* [WHAT IS BEING ASKED]
Answer the following from the forum thread on A&E firms below.
1. Which exam does TX_PE say was passed, and in what month?
2. According to the Guest post, how will consulting compare with the Guest's current employment?
3. What does TX_PE plan to do in order to reach a decision?

>> START SELECTION

# Opinion of A&E firms



## TX_PE (Jan 8, 2008)

I have an opportunity to leave the structural consulting firm I am now and go to a larger A&amp;E firm that does all structural engineering in house. I hesitate to take the leap though because I've heard from others that's not a good place for engineers to work, but after two visits I have yet to find an engineer over there that is as beaten down as back at more current home. Does anyone have any thoughts or experience with being an engineer at an A&amp;E firm?

Oh by the way, I passed Structural I this past October!!!!!!!!!! Go me.


----------



## Guest (Jan 8, 2008)

^^^ I have found that you simply cannot make those type of broad-brushed statments, especially if you find your current employment difficult. Instead of thinking of it like an industry - look at each employer pros/cons and judge them on the merits of the work environ rather is it good/bad relative to industry outlook.

Related but different, I resisted looking at consulting for a long time because I heard the stories of how it is nothing more than a thankless workshop that will devour your soul within a matter of years. After doing a good bit of investigation, I have concluded that yes it will be more DEMANDING than my current employment but will also offer greater rewards. It really comes down to YOUR prespective.

Best of luck in your search!

JR


----------



## niffur (Jan 9, 2008)

Man. Soul devouring work sounds excruciating.


----------



## TX_PE (Jan 9, 2008)

Thanks for your input. My thoughts are exactly the same as what you said. The place seems like a great fit for me and an overall great place to work, but I had always heard engineers don't belong there. I think I'll just make a list of pro/cons like you suggested and decide from there. Thanks again for your thoughts.


----------

>> END SELECTION
>> START ITEMS

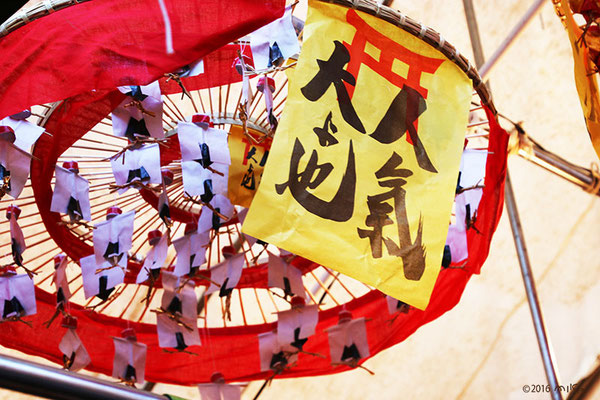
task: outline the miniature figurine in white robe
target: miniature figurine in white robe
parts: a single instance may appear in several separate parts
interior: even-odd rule
[[[306,297],[304,284],[302,283],[302,272],[285,261],[282,257],[269,254],[268,282],[269,287],[283,289],[284,296]]]
[[[8,194],[17,199],[29,178],[31,154],[15,146],[14,140],[12,128],[0,126],[0,198]]]
[[[385,301],[388,306],[388,312],[390,315],[394,315],[396,313],[400,314],[408,314],[410,311],[410,305],[406,304],[403,301],[396,300],[392,296],[385,296]]]
[[[200,232],[197,224],[187,224],[184,235],[173,240],[173,247],[177,252],[173,274],[190,277],[196,275],[200,266],[206,262],[209,240],[209,231]]]
[[[97,296],[103,302],[108,300],[115,287],[125,279],[127,257],[122,257],[117,265],[108,261],[96,263],[92,254],[79,260],[81,277],[83,278],[83,293],[85,298]]]
[[[211,128],[207,116],[194,115],[192,122],[177,124],[177,136],[186,193],[201,196],[204,203],[216,194],[226,195],[231,164],[227,132]]]
[[[163,272],[162,284],[161,307],[156,311],[159,346],[177,351],[185,351],[189,346],[200,346],[194,282],[188,280],[180,288],[179,277]]]
[[[332,365],[348,365],[355,368],[361,359],[369,357],[364,318],[352,319],[352,313],[342,310],[338,324],[326,331]]]
[[[280,66],[300,52],[298,36],[292,23],[292,7],[288,6],[279,19],[250,34],[250,47],[257,70]]]
[[[119,91],[127,98],[112,112],[115,136],[131,141],[137,138],[164,138],[162,97],[158,81],[146,86],[122,86]]]
[[[214,196],[209,203],[202,207],[200,218],[198,218],[198,231],[204,232],[210,229],[218,231],[221,225],[233,216],[233,211],[233,204],[227,197],[220,194]]]
[[[228,385],[225,377],[220,372],[215,372],[210,377],[211,383],[198,385],[201,400],[241,400],[242,387]]]
[[[18,206],[10,205],[6,209],[6,219],[8,219],[8,224],[10,227],[10,247],[11,253],[13,257],[13,262],[19,267],[23,267],[23,253],[27,249],[27,245],[25,244],[25,236],[23,236],[23,231],[17,222],[17,219],[21,215],[21,209]],[[27,274],[31,277],[32,273],[25,268]]]
[[[141,384],[144,382],[147,346],[137,341],[131,328],[123,330],[121,336],[113,337],[115,358],[112,376],[129,386]]]
[[[25,322],[21,318],[36,312],[33,280],[27,275],[17,275],[14,268],[6,267],[0,275],[1,320]]]
[[[22,114],[22,113],[19,113]],[[18,117],[19,114],[11,115],[0,120],[0,126],[8,126],[14,131],[15,140],[13,144],[26,153],[31,153],[31,146],[42,136],[45,129],[39,125]],[[29,113],[31,115],[31,113]]]
[[[127,252],[132,246],[135,211],[122,214],[119,207],[113,206],[109,207],[106,218],[106,221],[94,226],[96,264],[108,261],[111,265],[117,265],[121,258],[127,262]]]
[[[139,144],[110,160],[117,192],[162,183],[158,143]]]
[[[150,250],[146,253],[144,264],[138,273],[135,283],[144,283],[148,280],[154,282],[160,276],[160,269],[164,266],[167,260],[169,251],[169,237],[163,235],[159,230],[148,232],[148,242]]]
[[[281,373],[286,367],[298,361],[298,349],[289,343],[281,342],[277,332],[258,335],[260,370]]]
[[[71,222],[91,221],[90,183],[79,175],[75,161],[67,161],[55,168],[56,180],[50,211],[67,214]]]
[[[457,264],[469,256],[467,230],[476,220],[477,208],[483,194],[487,151],[465,149],[454,199],[455,222],[448,228],[445,267]]]
[[[307,306],[303,297],[294,296],[292,309],[277,313],[277,338],[302,351],[308,338],[315,333],[319,322],[319,307]]]
[[[210,286],[205,294],[219,292],[219,297],[225,297],[223,318],[231,321],[231,293],[242,277],[242,268],[246,261],[244,253],[235,254],[232,246],[222,249],[224,261],[210,268]]]
[[[81,339],[77,335],[77,318],[67,316],[63,318],[62,327],[67,328],[58,344],[58,349],[63,353],[63,367],[71,372],[85,368],[92,360]]]

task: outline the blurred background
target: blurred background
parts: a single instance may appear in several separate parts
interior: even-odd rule
[[[532,3],[474,1],[486,57]],[[305,15],[306,7],[301,0],[297,15]],[[395,0],[391,7],[437,30],[474,60],[462,0]],[[575,90],[567,34],[550,1],[489,78],[498,111],[522,121],[546,149],[586,168],[598,162]],[[509,171],[559,381],[569,388],[597,366],[600,354],[600,201],[518,156],[509,158]],[[375,375],[359,369],[274,380],[260,399],[549,398],[524,392],[526,385],[531,389],[547,381],[506,213],[481,275],[471,279],[458,306],[365,366]],[[261,384],[250,383],[243,398],[252,399]],[[154,391],[199,397],[195,387],[159,384]],[[4,398],[34,397],[0,391]],[[591,398],[600,399],[600,392]]]

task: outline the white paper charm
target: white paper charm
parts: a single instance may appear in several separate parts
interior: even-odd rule
[[[163,348],[179,351],[189,346],[200,346],[197,323],[197,299],[193,281],[187,281],[181,290],[179,277],[164,272],[161,312],[157,313],[158,343]]]
[[[3,321],[36,312],[35,288],[29,276],[6,274],[0,277],[0,317]]]
[[[96,257],[93,254],[80,259],[79,264],[81,265],[85,298],[98,296],[102,300],[108,300],[115,286],[123,283],[125,279],[127,257],[122,257],[119,264],[113,268],[110,268],[112,265],[108,261],[97,264]],[[96,272],[98,270],[102,271]]]
[[[410,310],[410,306],[403,301],[397,300],[392,296],[385,296],[388,306],[388,312],[393,315],[397,312],[406,314]]]
[[[122,86],[119,91],[127,94],[127,98],[112,112],[115,136],[124,136],[130,140],[134,140],[136,136],[164,138],[163,104],[158,81],[147,86]],[[139,102],[147,113],[142,113],[135,102]]]
[[[225,383],[206,383],[198,385],[201,400],[240,400],[242,388],[239,385]]]
[[[90,183],[75,172],[56,166],[50,211],[68,214],[71,221],[91,221]]]
[[[67,265],[69,264],[69,260],[64,254],[61,254],[54,257],[54,262],[54,277],[52,280],[56,287],[56,303],[66,304],[71,298],[69,280],[67,279]]]
[[[75,329],[67,329],[58,349],[63,353],[65,366],[69,371],[77,372],[92,361]]]
[[[127,252],[132,246],[131,237],[133,236],[134,218],[135,211],[129,211],[95,225],[94,254],[96,264],[100,265],[105,261],[114,264],[115,260],[121,260],[122,258],[127,263]]]
[[[327,329],[327,336],[332,364],[348,364],[355,367],[358,361],[369,356],[364,318],[340,322]]]
[[[317,305],[296,307],[277,313],[277,338],[281,343],[291,344],[299,350],[314,335],[319,322]]]
[[[26,153],[31,152],[31,146],[42,136],[45,129],[26,120],[16,120],[6,117],[0,121],[0,126],[9,126],[15,133],[14,145]]]
[[[177,252],[175,276],[195,275],[196,271],[206,262],[206,248],[209,243],[209,232],[194,231],[173,240]]]
[[[279,372],[298,361],[298,349],[281,342],[275,332],[258,335],[258,351],[261,371]]]
[[[306,291],[302,283],[302,272],[283,258],[269,254],[269,287],[283,289],[286,296],[300,296],[306,298]]]
[[[298,54],[300,45],[292,24],[292,7],[286,7],[283,17],[252,32],[250,47],[257,70],[278,66]]]
[[[150,247],[135,283],[146,282],[150,278],[151,271],[161,269],[164,266],[169,251],[168,241],[169,236],[162,235],[158,243]]]
[[[219,214],[226,217],[227,219],[219,217],[217,214],[213,213],[213,211],[210,208],[204,206],[202,207],[200,218],[198,218],[198,232],[204,232],[210,229],[218,231],[221,227],[221,224],[225,223],[227,220],[229,220],[229,218],[233,216],[233,204],[231,204],[231,201],[227,197],[220,194],[215,195],[215,197],[213,197],[209,204]]]
[[[147,346],[130,338],[113,338],[115,358],[113,378],[129,383],[143,383]]]
[[[17,222],[17,218],[21,213],[21,210],[18,207],[10,206],[11,212],[7,213],[8,224],[10,227],[10,248],[13,257],[13,261],[16,265],[22,267],[23,266],[23,253],[27,249],[27,245],[25,244],[25,236],[23,236],[23,231]]]
[[[219,292],[220,297],[226,297],[236,287],[242,277],[244,254],[236,254],[210,269],[210,286],[206,294]]]
[[[139,182],[142,184],[162,183],[160,172],[160,150],[158,143],[144,144],[130,149],[110,161],[110,165],[118,186]],[[119,189],[125,193],[129,187]]]
[[[4,194],[9,194],[13,199],[21,195],[29,177],[31,158],[29,153],[0,140],[0,198]]]

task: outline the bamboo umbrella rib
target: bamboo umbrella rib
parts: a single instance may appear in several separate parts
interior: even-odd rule
[[[140,287],[141,287],[141,285],[135,285],[135,292],[133,292],[131,299],[129,299],[129,302],[123,308],[123,311],[121,311],[121,314],[119,314],[119,318],[123,318],[123,315],[125,315],[125,312],[129,309],[129,307],[131,306],[131,303],[133,303],[133,300],[135,300],[135,298],[137,297],[137,294],[140,291]]]

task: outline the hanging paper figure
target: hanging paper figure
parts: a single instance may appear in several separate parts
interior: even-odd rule
[[[199,231],[196,223],[185,226],[184,235],[173,240],[173,246],[177,252],[175,262],[175,276],[193,277],[198,269],[206,262],[206,248],[208,247],[209,231]]]
[[[85,298],[96,296],[104,302],[109,299],[115,287],[123,283],[127,257],[121,257],[116,265],[104,260],[97,264],[96,256],[92,254],[80,259],[79,264],[81,265]]]
[[[222,224],[233,216],[233,204],[223,195],[215,195],[207,202],[198,219],[198,231],[204,232],[210,229],[218,231]]]
[[[21,112],[18,112],[16,114],[10,115],[9,116],[11,119],[14,119],[15,121],[24,121],[27,118],[31,117],[31,110],[29,109],[25,109]]]
[[[67,328],[65,335],[58,344],[58,349],[63,353],[63,368],[71,372],[77,372],[85,368],[92,360],[77,332],[75,332],[77,318],[66,316],[62,320],[61,326]]]
[[[55,168],[56,181],[50,211],[67,214],[71,222],[91,221],[90,183],[79,175],[75,161],[66,161]]]
[[[246,111],[245,107],[252,102],[249,72],[254,71],[254,62],[250,57],[242,54],[240,51],[233,61],[232,67],[242,76],[242,97],[240,99],[240,105],[244,107],[244,111]]]
[[[243,208],[242,210],[238,211],[238,213],[237,213],[238,220],[240,221],[240,225],[242,225],[242,226],[244,226],[244,221],[246,220],[246,215],[248,215],[248,208]],[[243,231],[243,229],[242,229],[242,231]],[[258,239],[256,239],[253,236],[246,235],[245,233],[242,233],[242,234],[244,235],[244,239],[246,240],[246,242],[248,242],[248,245],[250,247],[254,246],[254,244],[258,241]]]
[[[132,246],[134,218],[135,211],[123,214],[117,206],[108,208],[106,221],[94,225],[96,264],[108,261],[110,265],[117,265],[121,258],[125,258],[127,264],[127,252]]]
[[[178,276],[163,272],[162,284],[164,291],[161,306],[156,310],[159,346],[177,351],[185,351],[189,346],[200,346],[194,282],[188,280],[180,288]]]
[[[191,64],[184,65],[180,69],[174,72],[177,76],[181,78],[189,78],[192,76],[198,76],[204,73],[204,61],[198,60],[194,61]]]
[[[144,264],[138,273],[135,283],[144,283],[150,281],[150,287],[160,276],[160,269],[167,260],[169,251],[168,236],[163,235],[159,230],[148,232],[148,243],[150,250],[146,253]]]
[[[112,112],[115,136],[131,141],[137,138],[164,138],[162,98],[158,81],[147,86],[122,86],[119,91],[127,98]]]
[[[204,61],[198,60],[191,64],[184,65],[183,67],[179,68],[175,72],[165,74],[165,76],[167,77],[166,82],[173,79],[179,85],[179,87],[181,88],[181,99],[183,100],[184,96],[188,96],[191,99],[192,95],[186,89],[181,78],[189,78],[192,76],[198,76],[203,73],[204,73]]]
[[[6,219],[9,221],[10,226],[10,248],[13,262],[19,267],[23,267],[27,274],[31,275],[31,272],[23,266],[23,252],[27,249],[27,246],[25,245],[23,231],[17,222],[19,215],[21,215],[21,209],[18,206],[11,204],[6,209]]]
[[[14,130],[0,125],[0,199],[9,194],[17,199],[27,178],[31,166],[31,155],[14,145]]]
[[[54,276],[52,282],[56,287],[56,310],[48,321],[44,323],[46,328],[52,325],[52,322],[58,317],[59,314],[67,315],[65,307],[71,298],[71,291],[69,290],[69,280],[67,279],[67,256],[64,254],[57,254],[54,256]]]
[[[45,129],[26,120],[26,118],[31,116],[31,112],[28,111],[29,110],[26,110],[19,114],[4,118],[0,121],[0,126],[7,126],[12,129],[13,133],[8,133],[8,135],[14,135],[15,139],[9,140],[10,143],[26,153],[31,153],[31,146],[37,142],[42,133],[45,132]],[[29,116],[27,116],[27,114],[29,114]],[[6,131],[3,136],[5,135],[7,135]]]
[[[387,303],[388,312],[390,315],[394,315],[396,313],[408,314],[410,311],[410,305],[403,301],[396,300],[392,296],[385,296],[385,301]]]
[[[223,317],[231,321],[231,293],[242,277],[242,268],[244,267],[244,253],[236,254],[232,246],[224,246],[223,262],[210,269],[210,286],[205,294],[219,292],[219,297],[225,297],[225,312]]]
[[[454,198],[455,221],[448,228],[445,267],[460,265],[469,256],[467,230],[474,228],[477,208],[483,195],[487,151],[465,149]],[[449,258],[449,262],[448,262]]]
[[[210,382],[198,385],[201,400],[240,400],[242,398],[242,387],[226,384],[222,373],[213,373]]]
[[[183,187],[190,196],[209,202],[215,194],[227,194],[231,156],[227,132],[210,127],[210,118],[197,114],[192,122],[179,122]]]
[[[260,370],[273,371],[273,375],[298,361],[298,349],[279,340],[277,331],[258,335]]]
[[[308,338],[315,333],[319,321],[319,307],[305,305],[304,297],[294,296],[292,309],[277,313],[277,337],[302,351]]]
[[[167,186],[173,183],[173,171],[163,168],[160,171],[162,175],[162,192],[158,196],[158,216],[164,222],[167,229],[171,229],[173,221],[171,220],[171,209],[169,208],[169,196],[167,195]]]
[[[162,183],[158,143],[139,144],[110,160],[117,192]]]
[[[258,78],[256,90],[262,92],[265,97],[265,108],[269,119],[270,131],[274,132],[277,129],[277,118],[273,114],[273,94],[275,93],[275,79],[267,76]]]
[[[283,17],[252,32],[250,47],[258,70],[278,67],[298,54],[300,45],[292,23],[292,7],[286,7]]]
[[[361,359],[369,357],[369,343],[364,318],[352,319],[352,313],[342,310],[338,324],[326,329],[332,365],[356,368]],[[365,368],[369,373],[371,371]]]
[[[302,283],[302,272],[287,263],[282,257],[269,254],[269,287],[283,289],[285,298],[300,296],[305,298],[306,293]]]
[[[21,321],[37,312],[33,280],[17,275],[14,267],[5,267],[0,275],[0,316],[2,321]]]
[[[67,256],[64,254],[58,254],[54,256],[54,278],[52,281],[56,286],[56,305],[57,307],[63,307],[69,302],[71,298],[71,291],[69,290],[69,280],[67,279]]]
[[[120,379],[128,386],[144,382],[146,369],[147,346],[139,343],[132,328],[124,329],[121,337],[113,337],[115,359],[113,361],[113,378]]]

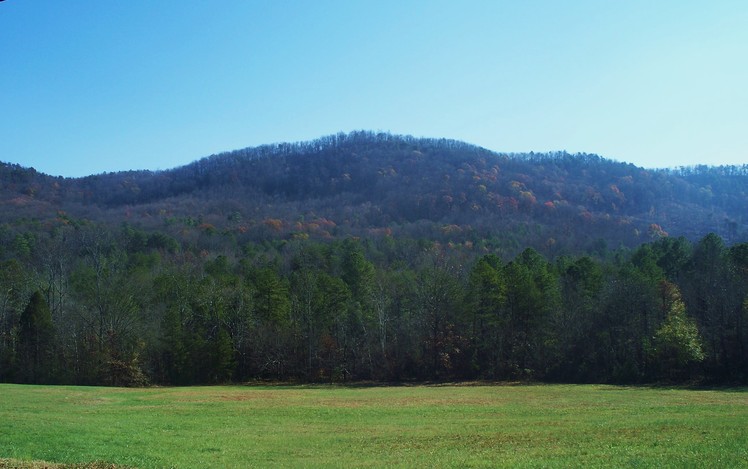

>> END ITEMS

* [EXERCISE SOLUTION]
1. Structural I, in October.
2. It will be more demanding but will also offer greater rewards.
3. Make a list of pros and cons and decide from there.